### Document
****
So, if you have a taped Halcyon model, it was probably an import. If you have a shrink wrapped Halcyon model, it was probably the officially distributed version. In fact, I think the shrink wrapped models had a sticker on the shrink wrapping with the name and address of the US distributor.

As for the unboxed kits, that sounds fishy. I'm guessing they may even be recast kits. That was about the time the illegal recast kits were becoming a real problem, especially for the garage kit companies.


----------



## PhilipMarlowe (Jan 23, 2004)

derric1968 said:


> As for the unboxed kits, that sounds fishy. I'm guessing they may even be recast kits. That was about the time the illegal recast kits were becoming a real problem, especially for the garage kit companies.


I'm pretty sure they were legitimate releases, here's my Dropship. Though it still says Halcyon on the instructions, IIRC correctly, Aoshima released these. I got mine thru HLJ, I'm not sure if Aoshima repopped the Halcyon kit or if they bought up of a lot of old Halcyon stock and repackaged them. But it definately wasn't a recast. Besides the dropship and facehugger, I think they released the APC this way too.


----------



## derric1968 (Jun 13, 2003)

PhilipMarlowe said:


> I'm pretty sure they were legitimate releases, here's my Dropship. Though it still says Halcyon on the instructions, IIRC correctly, Aoshima released these. I got mine thru HLJ, I'm not sure if Aoshima repopped the Halcyon kit or if they bought up of a lot of old Halcyon stock and repackaged them. But it definately wasn't a recast. Besides the dropship and facehugger, I think they released the APC this way too.


You know, now that I see that photo, I remember seeing some model kits sold in Japan in bags like that. I thought it was odd and cool in a uniquely Japanese kind of way.
****
### Work to complete
A) Answer these questions from the Halcyon model kit thread:
(i) What did the shrink-wrapped models probably have on their shrink wrapping?
(ii) Through which seller did PhilipMarlowe get his Dropship?
(iii) Which company does PhilipMarlowe believe released the unboxed kits?
B) Write out the part of the Halcyon model kit thread between "## derric1968 (Jun" and "kind of way.", inclusive.
C) Extend the Halcyon model kit thread, starting after its final sentence.
****
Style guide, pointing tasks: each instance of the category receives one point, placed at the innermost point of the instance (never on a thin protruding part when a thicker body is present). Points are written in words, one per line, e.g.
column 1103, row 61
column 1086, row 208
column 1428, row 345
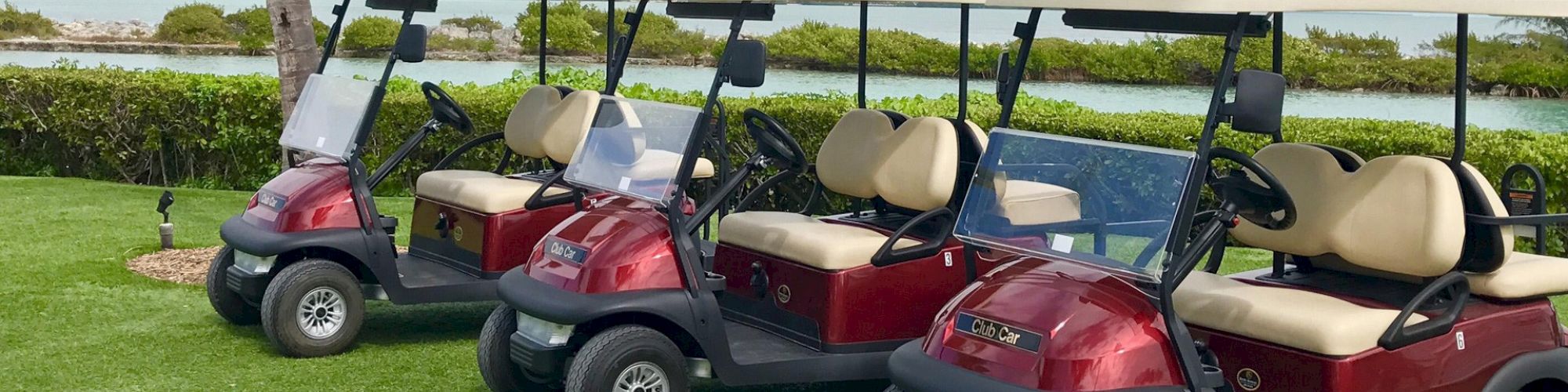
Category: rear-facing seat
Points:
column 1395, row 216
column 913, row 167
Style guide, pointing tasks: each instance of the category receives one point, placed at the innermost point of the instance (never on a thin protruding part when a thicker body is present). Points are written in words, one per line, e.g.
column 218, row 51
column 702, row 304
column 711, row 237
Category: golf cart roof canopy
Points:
****
### Answer set
A)
(i) A sticker with the name and address of the US distributor.
(ii) HLJ.
(iii) Aoshima.

B)
## derric1968 (Jun 13, 2003)

PhilipMarlowe said:


> I'm pretty sure they were legitimate releases, here's my Dropship. Though it still says Halcyon on the instructions, IIRC correctly, Aoshima released these. I got mine thru HLJ, I'm not sure if Aoshima repopped the Halcyon kit or if they bought up of a lot of old Halcyon stock and repackaged them. But it definately wasn't a recast. Besides the dropship and facehugger, I think they released the APC this way too.


You know, now that I see that photo, I remember seeing some model kits sold in Japan in bags like that. I thought it was odd and cool in a uniquely Japanese kind of way.

C)
I also have a recollection of Aoshima's involvement with these kits. I can't recall if they were the official distributor of Halcyon kits in Japan, if they repopped them before or after Halcyon folded, or if they actually bought the molds from the defunct Halcyon. I want to say they repopped them after Halcyon folded. So, it may be that the bagged kits are imported from Japan.

Anyway, in terms of recasts, I was referring to Halcyon's vinyl Alien kits. d_jedi1 mentioned having a facehugger with no box. Vinyl and resin are easy to recast. That's why it became such a problem. You can actually buy counterfeit Halcyon Alien vinyl kits on eBay to this very day. The sellers are all base out of Thailand.


----------



## DarthForge (Feb 5, 2009)

Well if I remember correctly the styrene kits were wrapped and the vinyls
and resins were just boxed.


----------



## Arronax (Apr 6, 1999)

Many, many years ago, I purchased two dozen Halcyon Dropships from Comet for resale in the US. They arrived without shrinkwrap.

Jim


----------



## deadmanincfan (Mar 11, 2008)

Welcome aboard, Boochydog...please step to the left so Mark McGovern can proceed with your Magnagouger indoctrination...


----------



## Eric K (Jul 15, 2001)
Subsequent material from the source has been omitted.